START
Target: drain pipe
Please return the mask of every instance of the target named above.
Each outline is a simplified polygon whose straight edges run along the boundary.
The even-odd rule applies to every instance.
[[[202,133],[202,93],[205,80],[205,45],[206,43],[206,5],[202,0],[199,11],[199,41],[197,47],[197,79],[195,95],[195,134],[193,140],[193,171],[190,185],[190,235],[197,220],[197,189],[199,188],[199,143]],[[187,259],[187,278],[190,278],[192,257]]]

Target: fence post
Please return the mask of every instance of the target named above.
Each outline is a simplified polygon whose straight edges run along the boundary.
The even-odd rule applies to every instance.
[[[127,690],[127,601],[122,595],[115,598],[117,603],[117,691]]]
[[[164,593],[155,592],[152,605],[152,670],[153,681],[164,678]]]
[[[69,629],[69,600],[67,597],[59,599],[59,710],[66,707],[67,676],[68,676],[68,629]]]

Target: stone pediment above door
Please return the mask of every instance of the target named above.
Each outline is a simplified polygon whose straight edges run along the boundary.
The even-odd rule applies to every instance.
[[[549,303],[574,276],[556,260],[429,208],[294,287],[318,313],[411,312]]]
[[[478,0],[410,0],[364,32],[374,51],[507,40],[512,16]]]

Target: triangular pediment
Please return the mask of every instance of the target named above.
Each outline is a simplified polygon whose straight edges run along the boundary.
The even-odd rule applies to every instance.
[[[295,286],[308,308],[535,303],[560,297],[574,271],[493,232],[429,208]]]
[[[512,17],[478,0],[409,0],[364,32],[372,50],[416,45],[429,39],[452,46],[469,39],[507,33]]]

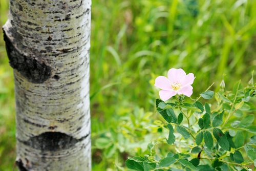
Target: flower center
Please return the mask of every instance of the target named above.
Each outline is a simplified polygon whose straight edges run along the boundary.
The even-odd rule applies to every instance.
[[[178,90],[180,89],[181,86],[180,83],[177,82],[172,82],[171,85],[172,85],[172,88],[174,90]]]

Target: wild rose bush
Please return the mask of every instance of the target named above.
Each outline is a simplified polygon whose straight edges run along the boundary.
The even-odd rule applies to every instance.
[[[256,126],[253,114],[256,84],[253,76],[245,88],[239,81],[232,91],[225,91],[223,81],[219,91],[215,93],[210,90],[211,86],[195,99],[190,98],[194,79],[193,73],[186,75],[181,69],[171,69],[167,78],[160,76],[156,79],[155,86],[161,89],[160,99],[156,101],[157,113],[162,117],[157,126],[167,136],[164,141],[150,143],[144,155],[129,157],[125,162],[129,168],[159,171],[254,169]],[[211,99],[211,104],[203,104],[200,101],[203,99],[203,101]],[[163,154],[162,145],[168,149]]]

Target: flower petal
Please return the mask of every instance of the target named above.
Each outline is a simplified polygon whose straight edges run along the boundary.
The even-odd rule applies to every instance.
[[[168,71],[168,78],[171,82],[179,82],[186,76],[186,73],[181,68],[172,68]]]
[[[159,76],[156,78],[155,86],[163,90],[172,90],[170,80],[163,76]]]
[[[173,96],[175,96],[177,93],[174,91],[160,90],[159,96],[160,99],[163,101],[166,101]]]
[[[193,73],[189,73],[180,80],[181,87],[185,87],[187,85],[192,84],[195,78],[195,77]]]
[[[178,94],[184,94],[187,97],[190,97],[193,93],[193,87],[191,85],[188,85],[178,91]]]

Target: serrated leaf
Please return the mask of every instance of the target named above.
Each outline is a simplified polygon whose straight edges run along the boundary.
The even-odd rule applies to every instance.
[[[195,158],[189,161],[189,162],[192,163],[195,166],[197,167],[200,163],[200,161],[199,159]]]
[[[189,133],[183,126],[177,125],[176,130],[179,133],[181,134],[185,139],[189,138],[190,137]]]
[[[241,80],[239,80],[238,81],[236,84],[234,84],[234,86],[233,87],[233,91],[232,91],[232,93],[233,94],[236,94],[237,93],[237,92],[238,92],[239,90],[241,90],[243,88],[242,87],[242,85],[241,84]]]
[[[163,101],[161,101],[161,102],[159,102],[157,108],[159,108],[160,109],[164,109],[164,107],[165,107],[166,105],[166,104],[165,102],[164,102]]]
[[[250,125],[254,120],[254,115],[253,114],[248,115],[244,118],[243,118],[239,125],[241,127],[246,127]]]
[[[244,133],[242,131],[238,131],[237,134],[234,136],[234,143],[236,147],[239,148],[244,145],[245,137]]]
[[[200,145],[202,141],[203,140],[203,132],[200,132],[198,134],[197,134],[196,136],[196,143],[197,145]]]
[[[176,123],[177,122],[177,117],[174,110],[172,109],[167,109],[166,112],[168,116],[171,116],[172,122]]]
[[[168,123],[170,123],[172,122],[172,116],[167,113],[166,112],[167,110],[163,110],[160,111],[158,111],[163,118]]]
[[[228,132],[226,131],[225,132],[225,135],[227,137],[227,141],[229,144],[229,147],[232,148],[235,148],[234,142],[233,142],[232,137],[229,135]]]
[[[192,148],[191,153],[199,153],[202,151],[202,148],[200,146],[197,146]]]
[[[201,94],[200,95],[205,99],[210,99],[214,97],[214,92],[211,90],[207,90]]]
[[[211,149],[214,146],[214,139],[211,133],[208,131],[204,132],[204,140],[207,148]]]
[[[205,129],[207,129],[208,128],[210,125],[210,116],[209,114],[206,113],[203,116],[203,124],[204,124],[204,127]]]
[[[227,97],[225,97],[224,95],[220,94],[220,93],[218,93],[218,94],[220,96],[220,97],[223,101],[227,102],[229,103],[232,103],[232,102],[228,98],[227,98]]]
[[[156,167],[156,163],[149,163],[144,161],[143,162],[144,171],[150,171]]]
[[[126,167],[130,169],[144,171],[144,166],[143,162],[137,162],[136,160],[132,159],[129,159],[125,161]]]
[[[233,155],[234,161],[237,163],[242,163],[244,161],[244,158],[240,152],[236,151]]]
[[[163,101],[160,99],[157,99],[156,100],[156,106],[157,107],[157,108],[158,108],[158,105],[161,102],[163,102]]]
[[[168,144],[172,145],[175,142],[175,136],[174,134],[174,130],[173,126],[170,124],[168,124],[167,126],[169,129],[169,135],[167,142]]]
[[[184,166],[192,169],[192,170],[198,170],[197,167],[196,167],[193,164],[189,162],[188,161],[185,159],[179,159],[179,162],[181,164]]]
[[[208,103],[206,102],[204,104],[204,108],[205,108],[205,112],[209,115],[210,115],[210,108]]]
[[[212,165],[214,168],[216,168],[220,167],[222,164],[223,164],[223,162],[220,161],[219,159],[217,159],[214,161]]]
[[[197,106],[197,108],[199,109],[202,112],[204,112],[204,106],[200,101],[196,101],[194,104],[196,106]]]
[[[217,115],[214,117],[212,119],[212,126],[216,127],[222,123],[224,113],[224,111],[223,111],[221,113]]]
[[[204,129],[204,120],[203,118],[200,118],[198,120],[198,125],[201,129]]]
[[[174,163],[176,161],[173,157],[166,157],[162,160],[159,163],[160,167],[168,167],[172,164]]]
[[[246,127],[245,128],[246,129],[247,131],[253,134],[256,134],[256,125],[250,125]]]
[[[215,171],[214,168],[207,164],[200,165],[197,168],[199,171]]]
[[[226,135],[218,128],[214,129],[212,131],[214,136],[217,140],[218,143],[224,150],[228,151],[229,149],[229,143],[227,140]]]
[[[251,160],[256,160],[256,148],[254,147],[247,145],[245,147],[245,151],[248,157]]]
[[[183,114],[182,113],[181,113],[178,116],[177,123],[178,124],[181,124],[183,120]]]
[[[189,103],[184,103],[184,105],[181,105],[180,106],[189,110],[201,112],[201,110],[200,109]]]

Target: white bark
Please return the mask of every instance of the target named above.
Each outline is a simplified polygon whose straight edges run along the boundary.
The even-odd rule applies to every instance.
[[[89,170],[91,0],[10,0],[20,170]]]

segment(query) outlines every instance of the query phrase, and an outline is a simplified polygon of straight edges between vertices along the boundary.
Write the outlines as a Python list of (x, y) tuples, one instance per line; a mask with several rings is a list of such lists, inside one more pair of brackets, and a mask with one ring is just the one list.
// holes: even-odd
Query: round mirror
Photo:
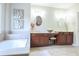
END
Gather every line of the records that contains the string "flower" and copy each one in full, in the order they appear.

Target: flower center
Target: flower petal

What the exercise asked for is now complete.